## PROBLEM REQUIREMENTS
How many of the lines below contain the string "bumper", matched case-sensitively? Give only the number.

(Dataset excerpt)
______

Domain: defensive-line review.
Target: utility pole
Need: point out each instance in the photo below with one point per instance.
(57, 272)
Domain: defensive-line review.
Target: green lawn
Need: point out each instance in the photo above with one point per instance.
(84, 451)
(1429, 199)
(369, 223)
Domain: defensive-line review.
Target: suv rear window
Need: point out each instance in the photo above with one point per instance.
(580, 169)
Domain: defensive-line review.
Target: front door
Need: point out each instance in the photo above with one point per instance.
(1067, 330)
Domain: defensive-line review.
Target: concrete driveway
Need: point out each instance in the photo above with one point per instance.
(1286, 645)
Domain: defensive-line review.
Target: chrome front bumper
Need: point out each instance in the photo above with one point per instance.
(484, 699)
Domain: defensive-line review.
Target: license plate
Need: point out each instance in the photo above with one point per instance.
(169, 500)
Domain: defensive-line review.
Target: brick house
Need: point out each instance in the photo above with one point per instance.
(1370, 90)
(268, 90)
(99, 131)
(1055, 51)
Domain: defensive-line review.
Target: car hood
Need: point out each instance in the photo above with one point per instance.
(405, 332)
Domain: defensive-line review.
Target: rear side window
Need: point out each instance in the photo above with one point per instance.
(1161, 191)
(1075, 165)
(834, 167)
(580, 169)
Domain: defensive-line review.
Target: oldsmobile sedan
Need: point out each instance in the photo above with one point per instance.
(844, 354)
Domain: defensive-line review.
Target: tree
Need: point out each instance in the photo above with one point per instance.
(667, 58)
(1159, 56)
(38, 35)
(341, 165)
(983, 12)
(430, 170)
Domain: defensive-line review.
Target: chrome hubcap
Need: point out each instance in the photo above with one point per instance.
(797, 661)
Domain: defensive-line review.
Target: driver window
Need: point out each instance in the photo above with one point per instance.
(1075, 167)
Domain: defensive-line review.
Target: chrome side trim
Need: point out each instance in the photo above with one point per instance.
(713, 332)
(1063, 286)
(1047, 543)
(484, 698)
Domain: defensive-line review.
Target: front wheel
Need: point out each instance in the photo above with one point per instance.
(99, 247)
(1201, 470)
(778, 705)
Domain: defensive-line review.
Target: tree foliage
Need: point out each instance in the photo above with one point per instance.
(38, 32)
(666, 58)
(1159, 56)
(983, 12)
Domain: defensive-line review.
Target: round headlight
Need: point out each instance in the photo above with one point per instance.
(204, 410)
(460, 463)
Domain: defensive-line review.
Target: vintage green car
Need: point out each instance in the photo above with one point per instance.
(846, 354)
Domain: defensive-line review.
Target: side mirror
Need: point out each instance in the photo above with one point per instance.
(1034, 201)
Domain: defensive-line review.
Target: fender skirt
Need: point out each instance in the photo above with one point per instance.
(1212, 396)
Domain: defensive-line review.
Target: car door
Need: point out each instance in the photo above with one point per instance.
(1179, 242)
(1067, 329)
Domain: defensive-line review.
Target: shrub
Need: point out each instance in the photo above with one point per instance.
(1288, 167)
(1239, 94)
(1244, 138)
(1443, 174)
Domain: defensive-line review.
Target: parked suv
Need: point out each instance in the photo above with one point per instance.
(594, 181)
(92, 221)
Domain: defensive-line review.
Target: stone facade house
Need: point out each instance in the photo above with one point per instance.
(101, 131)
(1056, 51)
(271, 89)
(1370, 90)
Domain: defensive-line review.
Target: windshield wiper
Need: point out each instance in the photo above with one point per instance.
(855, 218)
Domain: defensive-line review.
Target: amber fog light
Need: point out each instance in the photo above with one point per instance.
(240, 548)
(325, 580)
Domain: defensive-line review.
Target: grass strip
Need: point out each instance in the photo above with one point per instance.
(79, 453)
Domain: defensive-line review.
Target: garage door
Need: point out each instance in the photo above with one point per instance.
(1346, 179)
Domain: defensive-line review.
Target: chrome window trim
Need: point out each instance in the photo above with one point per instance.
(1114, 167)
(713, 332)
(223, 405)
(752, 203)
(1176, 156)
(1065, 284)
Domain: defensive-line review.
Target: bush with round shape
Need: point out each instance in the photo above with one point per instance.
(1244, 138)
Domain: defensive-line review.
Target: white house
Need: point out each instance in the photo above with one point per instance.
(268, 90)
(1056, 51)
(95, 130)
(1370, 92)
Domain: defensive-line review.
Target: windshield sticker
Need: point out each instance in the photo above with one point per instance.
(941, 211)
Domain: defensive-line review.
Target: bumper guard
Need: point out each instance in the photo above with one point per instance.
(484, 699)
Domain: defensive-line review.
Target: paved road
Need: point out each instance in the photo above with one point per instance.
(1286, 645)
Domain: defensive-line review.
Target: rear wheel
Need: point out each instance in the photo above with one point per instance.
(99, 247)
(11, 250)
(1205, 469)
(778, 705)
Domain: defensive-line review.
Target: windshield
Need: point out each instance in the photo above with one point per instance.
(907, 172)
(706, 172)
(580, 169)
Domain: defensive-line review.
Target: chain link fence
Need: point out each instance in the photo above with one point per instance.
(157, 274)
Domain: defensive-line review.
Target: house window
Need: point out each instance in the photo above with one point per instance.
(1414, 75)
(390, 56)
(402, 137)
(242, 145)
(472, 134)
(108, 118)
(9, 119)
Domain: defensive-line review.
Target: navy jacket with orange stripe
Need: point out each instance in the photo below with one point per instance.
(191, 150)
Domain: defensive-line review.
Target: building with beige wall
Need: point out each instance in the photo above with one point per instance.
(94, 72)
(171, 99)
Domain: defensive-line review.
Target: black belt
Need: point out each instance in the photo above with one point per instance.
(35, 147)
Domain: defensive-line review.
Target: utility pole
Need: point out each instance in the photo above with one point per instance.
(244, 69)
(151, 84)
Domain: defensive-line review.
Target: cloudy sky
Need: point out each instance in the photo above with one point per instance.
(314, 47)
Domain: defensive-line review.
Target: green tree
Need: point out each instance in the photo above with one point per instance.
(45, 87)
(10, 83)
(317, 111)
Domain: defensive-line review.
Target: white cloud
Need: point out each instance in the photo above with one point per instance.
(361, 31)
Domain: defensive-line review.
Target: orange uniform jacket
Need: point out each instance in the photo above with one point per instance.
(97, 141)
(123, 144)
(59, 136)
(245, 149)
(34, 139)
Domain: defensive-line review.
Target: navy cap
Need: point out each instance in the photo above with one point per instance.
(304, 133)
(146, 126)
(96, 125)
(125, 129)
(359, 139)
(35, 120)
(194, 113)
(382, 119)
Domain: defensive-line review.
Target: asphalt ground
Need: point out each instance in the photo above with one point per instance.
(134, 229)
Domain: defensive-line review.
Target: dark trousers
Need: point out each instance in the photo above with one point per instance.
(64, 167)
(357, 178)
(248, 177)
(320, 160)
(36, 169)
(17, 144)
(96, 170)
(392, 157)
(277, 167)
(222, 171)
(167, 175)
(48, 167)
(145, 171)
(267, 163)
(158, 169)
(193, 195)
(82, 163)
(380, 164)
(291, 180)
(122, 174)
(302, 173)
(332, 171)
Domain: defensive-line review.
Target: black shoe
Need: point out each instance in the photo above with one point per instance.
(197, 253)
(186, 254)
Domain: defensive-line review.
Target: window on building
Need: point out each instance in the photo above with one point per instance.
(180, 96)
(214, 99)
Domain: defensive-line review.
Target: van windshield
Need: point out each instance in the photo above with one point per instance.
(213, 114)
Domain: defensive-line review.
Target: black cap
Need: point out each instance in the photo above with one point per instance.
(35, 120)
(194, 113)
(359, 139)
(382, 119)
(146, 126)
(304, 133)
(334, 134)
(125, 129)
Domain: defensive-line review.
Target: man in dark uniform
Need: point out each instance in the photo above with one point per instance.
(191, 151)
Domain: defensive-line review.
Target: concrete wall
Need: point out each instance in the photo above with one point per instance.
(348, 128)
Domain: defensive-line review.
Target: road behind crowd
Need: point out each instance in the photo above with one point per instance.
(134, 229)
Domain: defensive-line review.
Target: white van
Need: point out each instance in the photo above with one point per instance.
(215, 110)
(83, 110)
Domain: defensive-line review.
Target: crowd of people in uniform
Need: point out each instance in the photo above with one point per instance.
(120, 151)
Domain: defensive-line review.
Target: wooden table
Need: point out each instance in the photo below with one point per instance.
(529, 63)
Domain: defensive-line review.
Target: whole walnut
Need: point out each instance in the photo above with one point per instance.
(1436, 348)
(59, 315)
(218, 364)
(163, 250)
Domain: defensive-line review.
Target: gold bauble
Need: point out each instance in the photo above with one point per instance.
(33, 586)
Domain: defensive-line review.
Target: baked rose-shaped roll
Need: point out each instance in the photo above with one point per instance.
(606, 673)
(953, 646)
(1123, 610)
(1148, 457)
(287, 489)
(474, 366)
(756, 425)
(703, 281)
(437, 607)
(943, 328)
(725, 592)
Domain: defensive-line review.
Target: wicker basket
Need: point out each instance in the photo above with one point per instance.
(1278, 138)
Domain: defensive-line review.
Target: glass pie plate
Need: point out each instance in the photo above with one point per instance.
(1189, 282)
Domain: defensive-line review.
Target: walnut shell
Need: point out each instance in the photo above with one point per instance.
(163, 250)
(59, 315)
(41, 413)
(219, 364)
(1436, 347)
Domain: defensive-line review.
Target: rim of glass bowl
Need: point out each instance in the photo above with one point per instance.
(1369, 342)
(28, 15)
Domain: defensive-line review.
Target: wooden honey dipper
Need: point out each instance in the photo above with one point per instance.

______

## THE RESPONSE
2